Copy out the passage of the post on the human proteome drafts starting at "The authors of" and ending at "mainstream news outlets.".

══ Source text

Sunday, July 20, 2014

Heavy analysis of the human proteome drafts

I'm certainly not the only person who has jumped on the new resources provided by the human proteome drafts and checked them out.  In this brand new paper in JPR, a group out of Madrid takes a look at some of their favorite proteins in the human proteome drafts and comes back with an interesting analysis.  (Abstract here.)

I love the fact that, in this paper, they did the same experiment Alexis and I did the day the drafts came out.  We chose proteins that we knew would lead to cancer if they were over or under expressed and analyzed those.  This group took proteins from nasal tissue (olfactory receptor proteins) and looked for those in the various tissues.

At first glance, the image on the abstract looks pretty damning:

These are olfactory (smelling) receptors.  What are they doing being expressed in colon cells and platelets?!?!  (It is worth noting that the image above is from the (the data from the Pandey lab).

The authors of this analysis indicate, even in the abstract, that the "experimental data from these studies should be used with caution."  And I agree.  There is inherent error in studies this big; hell, a 1% false discovery rate on 100 million observations is 1 million observations that are false, right?.  But...the experimental data from every study should be used with caution.  And we all know that (by "we" I mean you proteomics experts who read this.)  I am glad that this caution is stated, though, for the people outside our field who have discovered this resource through mainstream news outlets.

════
══ Data section

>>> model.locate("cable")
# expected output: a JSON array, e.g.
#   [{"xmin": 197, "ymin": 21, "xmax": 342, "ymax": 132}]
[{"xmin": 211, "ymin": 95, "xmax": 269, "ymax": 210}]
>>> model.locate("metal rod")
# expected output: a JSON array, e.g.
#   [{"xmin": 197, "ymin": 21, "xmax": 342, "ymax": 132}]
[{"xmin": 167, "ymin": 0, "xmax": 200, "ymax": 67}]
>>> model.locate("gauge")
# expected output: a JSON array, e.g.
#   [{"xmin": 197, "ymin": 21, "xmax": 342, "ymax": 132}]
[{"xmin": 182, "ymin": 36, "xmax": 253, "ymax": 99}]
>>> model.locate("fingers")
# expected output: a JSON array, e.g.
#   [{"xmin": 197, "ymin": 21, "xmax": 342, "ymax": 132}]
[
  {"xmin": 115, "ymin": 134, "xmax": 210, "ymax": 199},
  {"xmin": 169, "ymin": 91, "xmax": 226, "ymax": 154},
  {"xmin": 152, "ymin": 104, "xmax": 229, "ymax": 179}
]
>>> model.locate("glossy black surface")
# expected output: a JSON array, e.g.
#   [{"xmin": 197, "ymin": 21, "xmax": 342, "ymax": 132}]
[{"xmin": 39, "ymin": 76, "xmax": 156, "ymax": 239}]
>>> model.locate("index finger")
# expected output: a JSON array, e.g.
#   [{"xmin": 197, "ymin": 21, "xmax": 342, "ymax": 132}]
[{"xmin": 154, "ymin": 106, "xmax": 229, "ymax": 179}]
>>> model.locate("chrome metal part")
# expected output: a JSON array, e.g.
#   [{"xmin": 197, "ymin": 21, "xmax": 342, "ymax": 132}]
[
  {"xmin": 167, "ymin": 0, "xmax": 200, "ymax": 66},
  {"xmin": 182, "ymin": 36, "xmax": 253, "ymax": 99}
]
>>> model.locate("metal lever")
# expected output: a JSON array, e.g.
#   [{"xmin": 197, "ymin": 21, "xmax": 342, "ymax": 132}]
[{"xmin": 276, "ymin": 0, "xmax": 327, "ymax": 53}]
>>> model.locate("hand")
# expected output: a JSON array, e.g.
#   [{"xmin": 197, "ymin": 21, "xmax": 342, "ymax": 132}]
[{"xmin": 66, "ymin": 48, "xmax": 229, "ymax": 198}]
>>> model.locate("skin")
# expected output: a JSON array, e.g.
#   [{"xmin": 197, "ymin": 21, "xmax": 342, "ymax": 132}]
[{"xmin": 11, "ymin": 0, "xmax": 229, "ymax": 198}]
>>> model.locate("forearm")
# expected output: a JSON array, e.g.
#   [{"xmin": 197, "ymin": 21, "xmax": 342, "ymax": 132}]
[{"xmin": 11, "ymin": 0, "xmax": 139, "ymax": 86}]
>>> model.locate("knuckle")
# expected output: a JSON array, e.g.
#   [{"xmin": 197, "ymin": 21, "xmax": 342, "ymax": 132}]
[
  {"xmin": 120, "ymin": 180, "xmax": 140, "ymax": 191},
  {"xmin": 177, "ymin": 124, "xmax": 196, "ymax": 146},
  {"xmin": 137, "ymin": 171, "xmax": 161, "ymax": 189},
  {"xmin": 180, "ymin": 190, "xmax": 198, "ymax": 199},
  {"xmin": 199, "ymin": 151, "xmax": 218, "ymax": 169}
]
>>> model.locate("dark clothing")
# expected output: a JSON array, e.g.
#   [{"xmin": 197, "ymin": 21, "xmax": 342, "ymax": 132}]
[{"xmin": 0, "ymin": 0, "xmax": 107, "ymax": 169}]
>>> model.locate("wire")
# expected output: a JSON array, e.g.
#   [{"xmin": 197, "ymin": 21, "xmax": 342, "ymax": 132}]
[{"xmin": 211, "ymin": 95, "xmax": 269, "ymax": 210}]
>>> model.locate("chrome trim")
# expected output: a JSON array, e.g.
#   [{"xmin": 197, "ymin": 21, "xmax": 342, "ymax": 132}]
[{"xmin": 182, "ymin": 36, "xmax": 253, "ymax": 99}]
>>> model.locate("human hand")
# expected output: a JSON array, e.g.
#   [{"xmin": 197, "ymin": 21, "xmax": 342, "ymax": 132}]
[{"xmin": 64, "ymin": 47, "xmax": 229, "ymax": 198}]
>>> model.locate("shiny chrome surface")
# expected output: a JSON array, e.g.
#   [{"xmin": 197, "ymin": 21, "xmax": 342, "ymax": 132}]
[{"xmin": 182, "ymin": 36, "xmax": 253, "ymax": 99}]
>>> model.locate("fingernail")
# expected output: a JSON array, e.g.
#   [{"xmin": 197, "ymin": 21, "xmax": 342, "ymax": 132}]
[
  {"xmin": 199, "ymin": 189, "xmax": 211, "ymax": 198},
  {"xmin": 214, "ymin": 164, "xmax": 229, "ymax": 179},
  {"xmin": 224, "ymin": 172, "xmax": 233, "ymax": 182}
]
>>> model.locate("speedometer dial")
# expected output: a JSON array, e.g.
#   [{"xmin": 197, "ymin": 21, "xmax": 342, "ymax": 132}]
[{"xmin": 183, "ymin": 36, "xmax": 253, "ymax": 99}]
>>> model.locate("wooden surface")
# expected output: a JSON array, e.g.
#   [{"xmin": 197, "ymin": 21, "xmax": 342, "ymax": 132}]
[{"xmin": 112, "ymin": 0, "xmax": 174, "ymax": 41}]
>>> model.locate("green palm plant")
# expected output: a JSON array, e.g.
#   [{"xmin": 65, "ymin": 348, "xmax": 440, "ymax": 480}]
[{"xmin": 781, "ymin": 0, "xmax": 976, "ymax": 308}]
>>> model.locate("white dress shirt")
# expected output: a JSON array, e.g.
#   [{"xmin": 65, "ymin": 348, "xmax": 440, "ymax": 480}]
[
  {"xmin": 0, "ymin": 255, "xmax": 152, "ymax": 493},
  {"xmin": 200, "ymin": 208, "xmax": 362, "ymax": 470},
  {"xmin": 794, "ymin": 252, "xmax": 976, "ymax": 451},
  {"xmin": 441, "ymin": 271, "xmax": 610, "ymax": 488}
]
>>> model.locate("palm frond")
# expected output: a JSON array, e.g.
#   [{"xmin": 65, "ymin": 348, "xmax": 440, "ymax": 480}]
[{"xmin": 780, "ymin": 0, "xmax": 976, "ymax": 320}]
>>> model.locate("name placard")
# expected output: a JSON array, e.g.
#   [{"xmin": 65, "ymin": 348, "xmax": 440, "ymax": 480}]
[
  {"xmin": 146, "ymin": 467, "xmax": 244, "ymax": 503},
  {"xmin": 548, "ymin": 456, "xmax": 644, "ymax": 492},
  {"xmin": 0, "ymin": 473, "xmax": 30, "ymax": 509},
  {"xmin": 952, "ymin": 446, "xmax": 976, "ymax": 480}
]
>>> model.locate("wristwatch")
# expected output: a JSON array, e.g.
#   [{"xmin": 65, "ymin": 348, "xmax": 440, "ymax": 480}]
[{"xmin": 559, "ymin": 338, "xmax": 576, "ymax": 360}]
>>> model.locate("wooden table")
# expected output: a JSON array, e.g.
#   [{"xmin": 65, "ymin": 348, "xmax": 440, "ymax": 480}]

════

### Answer section
The authors of this analysis indicate, even in the abstract, that the "experimental data from these studies should be used with caution."  And I agree.  There is inherent error in studies this big; hell, a 1% false discovery rate on 100 million observations is 1 million observations that are false, right?.  But...the experimental data from every study should be used with caution.  And we all know that (by "we" I mean you proteomics experts who read this.)  I am glad that this caution is stated, though, for the people outside our field who have discovered this resource through mainstream news outlets.